Extract to read:
= Beginning of Section =
Five employees of Donaldson Enterprises were killed and another worker injured when aerial fireworks stored in the concrete-lined, tunnel-like structure exploded as they were either in or just outside the bunker, police and fire officials said.

Don Holmstrom, lead investigator for the U.S. Chemical Safety Board on the Waikele incident, told the Star-Advertiser on Wednesday that the tunnel was being used not just for storage, but for preparation for demolition at another, unidentified location.

Holmstrom told The on Thursday that the workers "were in the process of dismantling some of the pyrotechnic devices that were in the storage area."

The board has yet to announce any conclusions, nor say what the men were doing specifically at the time of the blast.

But federal regulations bar the disassembling of fireworks or any other explosives within the same structures they are housed, pointed out Wisconsin-based fireworks expert Charley Weeth.

"The assembly or disassembly or the preparation of explosive materials is strictly prohibited in a magazine," said Weeth, who is not part of the Waikele investigation. "These are activities that are specifically limited to process buildings or areas, or the field."
= End of Section =
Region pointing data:
= Beginning of Section =
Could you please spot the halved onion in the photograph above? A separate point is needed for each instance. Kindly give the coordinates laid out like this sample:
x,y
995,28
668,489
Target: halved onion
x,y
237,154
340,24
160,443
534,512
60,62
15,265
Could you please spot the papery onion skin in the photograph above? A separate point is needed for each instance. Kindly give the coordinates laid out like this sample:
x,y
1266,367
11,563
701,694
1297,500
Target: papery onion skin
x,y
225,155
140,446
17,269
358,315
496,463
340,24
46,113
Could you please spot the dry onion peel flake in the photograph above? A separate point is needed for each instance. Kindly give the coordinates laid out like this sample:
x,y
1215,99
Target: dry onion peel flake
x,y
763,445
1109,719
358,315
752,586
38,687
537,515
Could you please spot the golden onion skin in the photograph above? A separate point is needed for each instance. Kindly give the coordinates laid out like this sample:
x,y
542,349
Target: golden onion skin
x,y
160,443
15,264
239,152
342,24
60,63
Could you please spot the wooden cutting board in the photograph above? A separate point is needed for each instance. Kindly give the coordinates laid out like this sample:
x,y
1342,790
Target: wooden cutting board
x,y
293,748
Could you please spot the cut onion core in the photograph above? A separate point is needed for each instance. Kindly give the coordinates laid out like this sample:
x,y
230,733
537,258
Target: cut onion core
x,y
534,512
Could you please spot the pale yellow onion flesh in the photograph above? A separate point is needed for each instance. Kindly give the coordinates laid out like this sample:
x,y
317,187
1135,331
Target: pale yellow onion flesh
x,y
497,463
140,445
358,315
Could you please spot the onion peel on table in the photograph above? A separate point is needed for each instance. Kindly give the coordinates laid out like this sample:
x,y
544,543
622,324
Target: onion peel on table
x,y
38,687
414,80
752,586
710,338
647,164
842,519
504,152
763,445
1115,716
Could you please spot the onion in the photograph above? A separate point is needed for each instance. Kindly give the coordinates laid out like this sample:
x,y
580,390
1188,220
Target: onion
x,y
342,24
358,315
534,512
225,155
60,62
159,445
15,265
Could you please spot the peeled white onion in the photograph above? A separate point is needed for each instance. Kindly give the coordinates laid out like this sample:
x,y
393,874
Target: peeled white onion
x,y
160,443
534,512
= End of Section =
Tasks and exercises:
• A. Answer these questions from the article on the Waikele fireworks explosion.
(i) How many employees of Donaldson Enterprises were killed?
(ii) For which agency was Don Holmstrom the lead investigator?
(iii) According to Charley Weeth, to what places are the assembly, disassembly, or preparation of explosive materials specifically limited?
• B. Copy the passage from the article on the Waikele fireworks explosion, beginning at the words that contain "Holmstrom told The" and stopping after "expert Charley Weeth.".

Task-by-task outputs:
• A.
(i) Five.
(ii) The U.S. Chemical Safety Board.
(iii) Process buildings or areas, or the field.

• B.
Holmstrom told The on Thursday that the workers "were in the process of dismantling some of the pyrotechnic devices that were in the storage area."

The board has yet to announce any conclusions, nor say what the men were doing specifically at the time of the blast.

But federal regulations bar the disassembling of fireworks or any other explosives within the same structures they are housed, pointed out Wisconsin-based fireworks expert Charley Weeth.